**TEXT EXTRACT:**
##########

While Mars has geological structures and features that are similar to those of Earth, it has suffered less destructive natural events. Therefore, studying the interior of this planet can provide insight into planetary formations and their origin that might not be possible on Earth.
Though we now know that Mars does have seismic activity, it is much less geologically active than Earth. In particular, Mars lacks plate tectonics, which means that Mars retains a complete record of its geological history in its core, mantle, and crust.
These features are only present on Mars because it is of sufficient size to have undergone internal heating and differentiation. This mechanism separates inner layers while being small enough to have not experienced events that destroy early evidence of these geological processes.
InSight will examine the thickness, density, and structure of Mars’ interior in addition to measuring how heat escapes from the inner layers to the surface, thus getting a broader picture of planetary evolution for rocky planets.
SEIS: Taking the Pulse of Mars
One of the first tasks conducted by InSight was the use of the mission’s robotic arm to deploy the Seismic Experiment for Interior Structure (SEIS)on Mars’ surface, allowing InSight to begin detecting an expected 12 to 100 Marsquakes per year.
The sensor’s function extends beyond the detection of marsquakes. SEIS also monitors thumps made by the impact of asteroids and disturbances in Mars’ atmosphere and the weather conditions across the Martian surface.

##########

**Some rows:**
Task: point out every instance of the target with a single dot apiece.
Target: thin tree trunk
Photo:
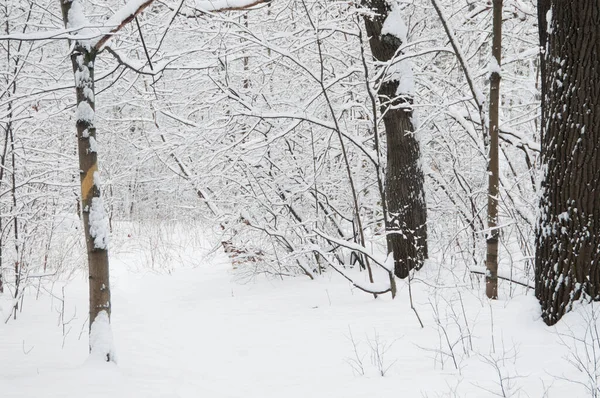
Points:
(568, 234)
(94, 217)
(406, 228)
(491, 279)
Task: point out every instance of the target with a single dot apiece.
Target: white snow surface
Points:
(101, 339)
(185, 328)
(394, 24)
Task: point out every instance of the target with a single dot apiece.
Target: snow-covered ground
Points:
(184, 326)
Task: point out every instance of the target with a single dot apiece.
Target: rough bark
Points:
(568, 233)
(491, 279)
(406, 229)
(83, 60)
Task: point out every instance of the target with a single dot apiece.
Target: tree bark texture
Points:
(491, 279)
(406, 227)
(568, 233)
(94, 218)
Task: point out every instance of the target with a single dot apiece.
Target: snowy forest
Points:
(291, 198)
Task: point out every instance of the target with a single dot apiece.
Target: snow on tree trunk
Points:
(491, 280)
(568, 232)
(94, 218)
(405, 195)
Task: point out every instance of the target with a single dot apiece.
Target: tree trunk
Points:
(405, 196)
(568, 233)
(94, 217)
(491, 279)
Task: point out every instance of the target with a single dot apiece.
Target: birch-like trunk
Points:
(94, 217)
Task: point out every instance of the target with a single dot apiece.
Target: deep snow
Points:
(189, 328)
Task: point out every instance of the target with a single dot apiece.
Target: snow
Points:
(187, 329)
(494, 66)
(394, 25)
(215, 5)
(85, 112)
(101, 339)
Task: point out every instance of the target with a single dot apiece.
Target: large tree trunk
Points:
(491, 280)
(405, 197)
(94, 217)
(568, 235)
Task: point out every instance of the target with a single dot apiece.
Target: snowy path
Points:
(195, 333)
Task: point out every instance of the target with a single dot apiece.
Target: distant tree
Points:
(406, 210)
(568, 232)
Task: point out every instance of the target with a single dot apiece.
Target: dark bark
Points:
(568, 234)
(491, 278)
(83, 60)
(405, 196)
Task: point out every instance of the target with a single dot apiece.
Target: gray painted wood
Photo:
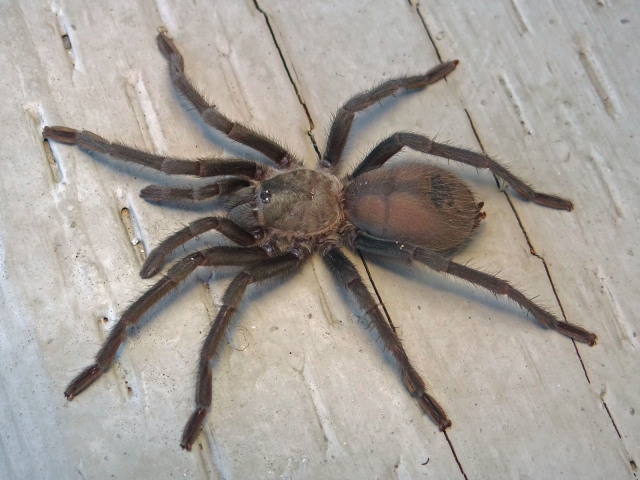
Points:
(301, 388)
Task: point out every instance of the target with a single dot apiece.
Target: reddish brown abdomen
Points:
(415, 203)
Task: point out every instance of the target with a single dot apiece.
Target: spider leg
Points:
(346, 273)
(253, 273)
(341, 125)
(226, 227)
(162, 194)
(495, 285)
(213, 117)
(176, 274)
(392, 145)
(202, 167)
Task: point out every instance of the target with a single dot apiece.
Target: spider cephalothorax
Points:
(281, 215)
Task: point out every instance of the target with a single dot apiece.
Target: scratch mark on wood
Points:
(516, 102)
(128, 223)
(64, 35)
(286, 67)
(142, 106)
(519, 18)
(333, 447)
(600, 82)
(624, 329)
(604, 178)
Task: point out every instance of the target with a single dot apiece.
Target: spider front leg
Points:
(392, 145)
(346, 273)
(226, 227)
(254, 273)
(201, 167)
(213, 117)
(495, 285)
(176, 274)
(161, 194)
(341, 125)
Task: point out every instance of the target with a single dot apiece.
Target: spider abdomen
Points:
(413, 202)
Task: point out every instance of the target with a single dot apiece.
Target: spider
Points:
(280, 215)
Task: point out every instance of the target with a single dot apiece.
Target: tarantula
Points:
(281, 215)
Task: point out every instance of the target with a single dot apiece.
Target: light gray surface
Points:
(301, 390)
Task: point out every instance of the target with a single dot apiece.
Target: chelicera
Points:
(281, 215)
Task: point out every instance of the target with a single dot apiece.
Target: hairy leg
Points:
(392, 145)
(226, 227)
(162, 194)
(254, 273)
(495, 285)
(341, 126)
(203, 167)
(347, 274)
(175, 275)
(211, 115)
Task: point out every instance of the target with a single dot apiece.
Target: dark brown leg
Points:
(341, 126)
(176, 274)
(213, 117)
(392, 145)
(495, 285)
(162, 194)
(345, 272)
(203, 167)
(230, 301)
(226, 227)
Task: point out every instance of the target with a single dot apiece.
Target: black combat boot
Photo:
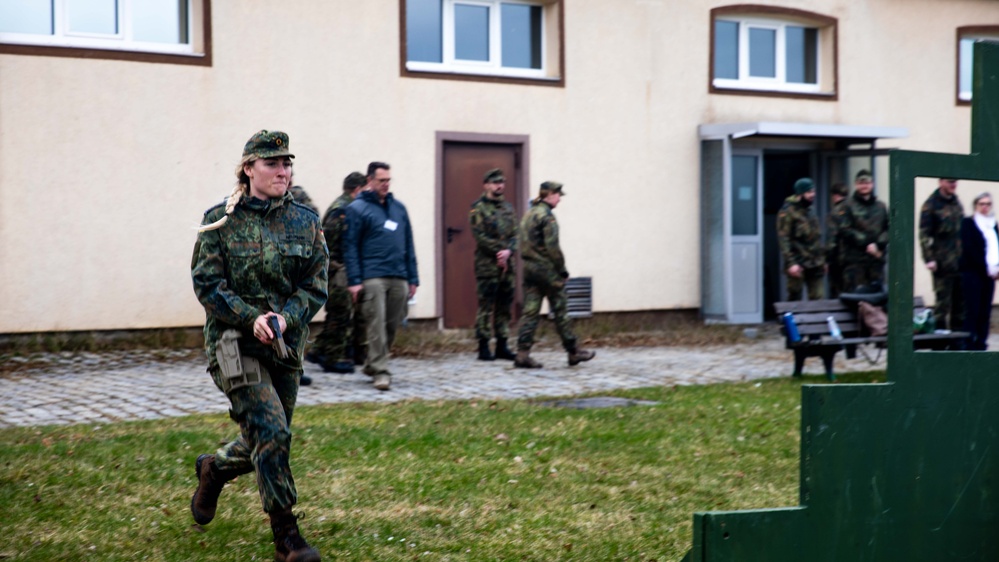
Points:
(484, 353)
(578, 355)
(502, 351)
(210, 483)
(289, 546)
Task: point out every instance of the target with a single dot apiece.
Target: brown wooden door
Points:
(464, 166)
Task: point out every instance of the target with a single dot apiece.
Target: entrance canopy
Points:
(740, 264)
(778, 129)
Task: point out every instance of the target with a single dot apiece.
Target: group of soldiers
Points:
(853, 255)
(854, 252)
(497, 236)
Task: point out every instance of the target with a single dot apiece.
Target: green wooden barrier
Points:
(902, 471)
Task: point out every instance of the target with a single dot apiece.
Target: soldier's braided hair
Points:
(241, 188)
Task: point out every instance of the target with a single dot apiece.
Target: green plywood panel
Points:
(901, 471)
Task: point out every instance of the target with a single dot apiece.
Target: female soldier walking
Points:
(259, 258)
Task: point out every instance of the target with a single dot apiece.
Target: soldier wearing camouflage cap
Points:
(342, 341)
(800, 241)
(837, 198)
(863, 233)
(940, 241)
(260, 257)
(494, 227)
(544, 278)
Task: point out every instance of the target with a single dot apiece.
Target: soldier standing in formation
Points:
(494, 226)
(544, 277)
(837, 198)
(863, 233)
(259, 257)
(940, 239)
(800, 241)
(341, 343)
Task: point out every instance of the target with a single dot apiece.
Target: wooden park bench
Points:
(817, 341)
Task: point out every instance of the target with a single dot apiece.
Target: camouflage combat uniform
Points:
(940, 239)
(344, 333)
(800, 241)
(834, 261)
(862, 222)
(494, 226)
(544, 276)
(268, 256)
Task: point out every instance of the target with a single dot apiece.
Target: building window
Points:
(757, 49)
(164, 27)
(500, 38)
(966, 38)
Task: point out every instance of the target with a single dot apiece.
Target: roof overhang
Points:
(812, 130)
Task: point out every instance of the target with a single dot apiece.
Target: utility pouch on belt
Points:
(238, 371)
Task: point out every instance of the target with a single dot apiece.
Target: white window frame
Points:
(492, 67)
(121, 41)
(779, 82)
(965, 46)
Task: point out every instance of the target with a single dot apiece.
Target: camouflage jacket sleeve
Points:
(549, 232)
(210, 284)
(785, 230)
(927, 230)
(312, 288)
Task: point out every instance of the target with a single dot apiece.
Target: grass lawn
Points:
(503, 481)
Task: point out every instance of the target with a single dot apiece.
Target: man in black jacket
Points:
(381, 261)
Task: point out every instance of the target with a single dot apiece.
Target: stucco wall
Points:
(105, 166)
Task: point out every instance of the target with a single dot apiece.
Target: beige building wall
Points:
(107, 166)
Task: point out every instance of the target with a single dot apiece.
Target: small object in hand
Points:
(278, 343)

##########

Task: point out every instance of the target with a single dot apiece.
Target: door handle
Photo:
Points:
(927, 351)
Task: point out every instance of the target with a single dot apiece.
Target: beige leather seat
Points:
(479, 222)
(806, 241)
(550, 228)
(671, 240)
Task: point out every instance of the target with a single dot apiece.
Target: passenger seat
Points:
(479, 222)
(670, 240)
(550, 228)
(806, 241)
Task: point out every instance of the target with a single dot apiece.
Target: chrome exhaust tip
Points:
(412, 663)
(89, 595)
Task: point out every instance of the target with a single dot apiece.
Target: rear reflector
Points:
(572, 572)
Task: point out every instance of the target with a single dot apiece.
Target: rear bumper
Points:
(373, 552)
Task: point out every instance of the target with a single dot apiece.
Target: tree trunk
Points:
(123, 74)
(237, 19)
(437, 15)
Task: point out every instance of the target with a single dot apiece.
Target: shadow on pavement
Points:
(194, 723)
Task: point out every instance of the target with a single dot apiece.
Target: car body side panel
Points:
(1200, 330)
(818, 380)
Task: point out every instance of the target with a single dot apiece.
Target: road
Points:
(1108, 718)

##########

**GIVEN EXERCISE 1:** Render this sentence from the Mars InSight text in Spanish: "Though we now know that Mars does have seismic activity, it is much less geologically active than Earth."
**GIVEN EXERCISE 2:** Find each line in the rows that contains the word "snowy", and copy those lines out.
The text and the rows have no connection to each other.

**RESPONSE 1:** Aunque ahora sabemos que Marte sí tiene actividad sísmica, es mucho menos activo geológicamente que la Tierra.

**RESPONSE 2:**
Target: snowy forest
Target: snowy path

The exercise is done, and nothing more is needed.